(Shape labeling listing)

# # # #

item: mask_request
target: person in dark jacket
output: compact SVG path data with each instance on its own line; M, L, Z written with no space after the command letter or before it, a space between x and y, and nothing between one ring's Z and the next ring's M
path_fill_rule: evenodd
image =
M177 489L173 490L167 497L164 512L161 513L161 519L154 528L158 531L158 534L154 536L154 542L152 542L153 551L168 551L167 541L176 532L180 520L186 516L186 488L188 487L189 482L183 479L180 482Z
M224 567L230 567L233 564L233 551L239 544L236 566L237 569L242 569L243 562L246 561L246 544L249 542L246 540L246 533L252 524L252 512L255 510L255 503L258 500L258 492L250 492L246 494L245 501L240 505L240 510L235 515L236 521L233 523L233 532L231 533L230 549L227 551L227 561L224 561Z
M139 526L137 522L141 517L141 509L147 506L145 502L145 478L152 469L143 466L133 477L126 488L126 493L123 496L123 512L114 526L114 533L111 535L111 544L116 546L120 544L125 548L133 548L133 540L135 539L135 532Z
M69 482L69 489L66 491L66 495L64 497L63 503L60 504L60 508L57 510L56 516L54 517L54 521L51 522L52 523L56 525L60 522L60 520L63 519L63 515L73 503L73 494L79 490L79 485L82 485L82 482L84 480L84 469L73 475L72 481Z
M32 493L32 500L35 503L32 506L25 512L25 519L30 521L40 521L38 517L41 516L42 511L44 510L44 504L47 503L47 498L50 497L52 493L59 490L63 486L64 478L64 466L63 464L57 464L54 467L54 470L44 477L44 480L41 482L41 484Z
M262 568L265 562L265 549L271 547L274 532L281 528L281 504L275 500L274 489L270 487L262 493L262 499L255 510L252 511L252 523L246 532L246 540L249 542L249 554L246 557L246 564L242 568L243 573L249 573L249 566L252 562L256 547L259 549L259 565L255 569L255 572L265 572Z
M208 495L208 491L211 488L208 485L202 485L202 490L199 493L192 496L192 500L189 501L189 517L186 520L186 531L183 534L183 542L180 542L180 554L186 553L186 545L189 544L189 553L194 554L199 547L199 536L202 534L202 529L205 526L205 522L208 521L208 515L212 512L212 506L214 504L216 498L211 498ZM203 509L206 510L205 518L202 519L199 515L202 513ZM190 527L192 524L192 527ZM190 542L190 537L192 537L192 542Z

# # # #

### [Stated goal]
Can you write out the entire listing above line for line, with no changes?

### [Full answer]
item: mask_request
target: person in dark jacket
output: compact SVG path data with each instance on its own line; M, L, Z written with no space after the command letter or before it, a space between x and y, and nothing between one ring's Z and the next ring's M
path_fill_rule: evenodd
image =
M177 489L173 490L167 497L164 512L161 513L161 519L154 528L158 531L158 534L154 536L154 542L152 542L153 551L168 551L167 541L176 532L180 520L186 516L186 488L188 487L189 482L183 479L180 482Z
M224 567L230 567L233 564L233 551L239 544L236 566L237 569L242 569L243 562L246 561L246 544L249 542L246 540L246 533L252 524L252 512L255 510L255 503L258 500L258 492L250 492L246 494L245 501L240 505L240 510L235 515L236 521L233 523L233 532L231 533L230 549L227 551L227 561L224 561Z
M139 526L137 522L141 517L141 509L147 506L145 502L145 478L152 469L143 466L133 477L126 488L126 493L123 496L123 512L114 526L114 533L111 535L111 544L116 546L120 544L125 548L133 548L133 540L135 539L135 532Z
M69 482L69 489L66 491L66 495L64 497L63 503L60 504L60 508L57 510L56 516L54 517L54 521L51 522L52 523L56 525L60 522L60 520L63 519L63 515L73 503L73 494L79 490L79 485L82 485L82 482L84 480L84 469L73 475L72 481Z
M32 493L32 500L35 503L32 506L25 512L25 519L30 521L40 521L38 517L41 516L42 511L44 510L44 504L47 503L47 498L50 497L52 493L59 490L63 486L64 478L64 466L63 464L57 464L54 467L54 470L44 477L44 480L41 482L41 484Z
M262 568L265 562L265 549L271 547L274 532L281 528L281 504L275 500L274 489L270 487L262 493L262 499L255 510L252 511L252 523L246 532L246 540L249 542L249 554L246 557L246 564L242 568L243 573L249 573L249 566L252 562L256 547L259 549L259 565L255 569L255 572L265 572Z
M208 495L208 491L211 488L208 485L202 485L202 490L199 493L192 496L192 500L189 501L189 517L186 520L186 531L183 534L183 542L180 542L180 554L186 553L186 545L189 544L189 553L194 554L199 547L199 536L202 534L202 529L205 526L205 522L208 521L208 515L212 512L212 506L214 504L216 498L211 498ZM203 509L206 510L205 518L202 519L199 515L202 513ZM190 527L192 524L192 527ZM190 542L190 537L192 537L192 542Z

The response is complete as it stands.